**Source extract**
------------------------
The Epistle of James has the only other mention of the man Job outside of the book that bears his name, the other reference being Ezekiel 14.
“Behold, we count them happy which endure. Ye have heard of the patience of Job, and have seen the end of the Lord; that the Lord is very pitiful, and of tender mercy” James 5:11 KJV
Here we see a commendation of Job and an example held up by James for us to imitate in our times of suffering. It’s not all too uncommon to hear of the patience of Job, as seen in the passage purposefully cited from the King James Version above. In fact, it’s become a bit of a colloquial saying to apply towards a patient person, “he’s got the patience of Job.” However, if one takes the time to read carefully through the Book of Job, we actually see that Job was not patient…at all (Consider Job 4:2,5; 6:11; 21:4). How then can we reconcile James’ declaration of Job’s patience with the perceived impatience that he displayed in the midst of his very tumultuous trials and afflictions?
The answer is to simply slowdown in our reading of James’ epistle and hold off on applying our traditional understanding to this passage. In doing so, we may ask a few questions of the context, focusing particularly on the meaning of the word being used here, translated as patience in the KJV above and as steadfastness in the ESV, “Behold, we consider those blessed who remained steadfast. You have heard of the steadfastness of Job, and you have seen the purpose of the Lord, how the Lord is compassionate and merciful.”
First, let’s note the flow of the argument being made in James. In the opening of chapter 5, which of course is an interpretive division, the author introduces a reproof against the rich, which were already in the cross-hairs earlier in the letter (James 1:10-11). In 5:6 we read, “You have condemned and murdered the righteous person. He does not resist you.”
Here we begin to see the upcoming focus for our verses of interest, namely the persecution of the righteous. Therefore, when we arrive at verse 7, we may better understand the upcoming context of patience in suffering, “Be patient, therefore, brothers, until the coming of the Lord”, “See how the farmer waits for the previous fruit of the earth, being patient about it”, “You also be patient.”
James’ epistle is introduced with a discussion on patience in suffering and he picks it up here again in chapter 5. Immediately seeing the call for patience might tip us towards understanding that Job is the prime example for patience in suffering, as seen in verses 10-11, “As an example of suffering and patience, brothers, take the prophets who spoke in the name of the Lord. 11 Behold, we consider those blessed who remained steadfast. You have heard of the steadfastness of Job, and you have seen the purpose of the Lord, how the Lord is compassionate and merciful.”
------------------------
**Supplied material**
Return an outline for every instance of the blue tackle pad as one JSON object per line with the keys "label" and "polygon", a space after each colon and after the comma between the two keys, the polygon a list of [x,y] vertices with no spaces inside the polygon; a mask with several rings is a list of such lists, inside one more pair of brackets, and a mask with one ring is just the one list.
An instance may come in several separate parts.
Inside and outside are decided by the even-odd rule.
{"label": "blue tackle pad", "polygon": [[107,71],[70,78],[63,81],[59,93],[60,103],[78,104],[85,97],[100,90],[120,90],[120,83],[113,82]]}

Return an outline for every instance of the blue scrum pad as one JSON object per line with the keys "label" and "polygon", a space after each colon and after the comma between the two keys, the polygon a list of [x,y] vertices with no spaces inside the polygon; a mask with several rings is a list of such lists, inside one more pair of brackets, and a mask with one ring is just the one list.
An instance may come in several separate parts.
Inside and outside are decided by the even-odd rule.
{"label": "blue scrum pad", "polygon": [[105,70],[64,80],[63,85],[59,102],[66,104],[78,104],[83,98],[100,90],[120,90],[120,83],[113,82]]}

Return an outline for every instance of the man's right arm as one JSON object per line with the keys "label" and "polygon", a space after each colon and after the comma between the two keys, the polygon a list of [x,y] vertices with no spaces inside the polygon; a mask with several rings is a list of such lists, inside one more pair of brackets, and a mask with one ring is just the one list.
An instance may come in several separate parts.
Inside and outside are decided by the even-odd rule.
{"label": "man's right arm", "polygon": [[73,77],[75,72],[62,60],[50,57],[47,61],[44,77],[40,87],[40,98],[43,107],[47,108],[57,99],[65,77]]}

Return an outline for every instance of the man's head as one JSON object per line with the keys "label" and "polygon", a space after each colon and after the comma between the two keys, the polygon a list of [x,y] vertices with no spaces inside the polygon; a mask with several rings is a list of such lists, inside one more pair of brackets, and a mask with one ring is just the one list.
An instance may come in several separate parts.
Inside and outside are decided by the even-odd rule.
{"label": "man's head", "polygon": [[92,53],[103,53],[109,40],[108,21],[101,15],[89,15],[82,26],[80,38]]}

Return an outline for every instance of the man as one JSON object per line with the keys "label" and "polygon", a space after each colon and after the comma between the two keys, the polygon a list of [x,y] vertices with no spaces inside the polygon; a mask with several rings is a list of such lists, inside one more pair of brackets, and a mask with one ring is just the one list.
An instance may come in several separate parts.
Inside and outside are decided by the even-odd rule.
------------------------
**Problem statement**
Continue the article on James's mention of the patience of Job, starting after its last sentence.

**Answer for this exercise**
In this passage, we first see a general reference to the prophets, who are an example of suffering and patience, or better, “patience in the face of suffering.” This may refer most notably to those prophets for whom books of the Old Testament have been named, i.e. Isaiah, Jeremiah, Ezekiel, Daniel, Hosea,etc. who suffered for the sake of the Lord’s name and the proclamation of His Word. We might also cross-reference Hebrews 11 to see are more rounded out list.
The word “patience” (makrothu) used here in reference to the prophets is the same word used throughout James 5 up to this point and can additionally mean forebearance or longsuffering, so patience is a fitting translation.
Next, we arrive at the example of Job in verse 11, but note that in the phrase used in reference to him, “the steadfastness of Job” we have a different word than what was used in first example, the prophets. Even the ESV recognizes this by choosing to translate the word as steadfastness rather than patience, signifying a different word is likely being translated. Here we have the word hupomone, already introduced in James 1:3, and there is some semantic overlap between the two. However, the latter use seems to carry a stronger meaning and in nearly every other New Testament use it implies perseverance in the face of trials or affliction (see Luke 8:15; 21:19; Rom. 5:3; 2 Cor. 1:6; 2 Cor. 6:4; 2 Thess. 1:4; Heb. 10:36; 12:1; James 1:3-4; Rev. 1:9; 2:2-3; 2:19; 3:10; 13:10; 14:12) .
If the author wished to continue maintaining the same point, he could have just as easily used the same word here. But he didn’t. In my humble opinion, I think this is because Job is seen as a different case, set apart from those others who suffered, even unto death. Job’s perseverance was markedly different because the depth of his suffering was markedly greater. To this point, one commentator has remarked, “patience can be described as passive endurance; by contrast, perseverance is the active determination of a believer whose faith triumphs in the midst of afflictions.” With the prophets, we certainly see endurance in the face of many trials, even unto death. However, with Job, we see this active determination of triumphant faith in the face of the harshest afflictions.
In this section of James we read of a strong exhortation for the righteous to bear with suffering in patience. However, this is taken a step further when we read of Job’s perseverance, recalling to mind for us the severe affliction that he endured through faith by the Grace of God. No, perhaps rather than praising someone for the patience of Job, we may more accurately honor those who display the perseverance of Job, triumphant faith active in the midst of trials.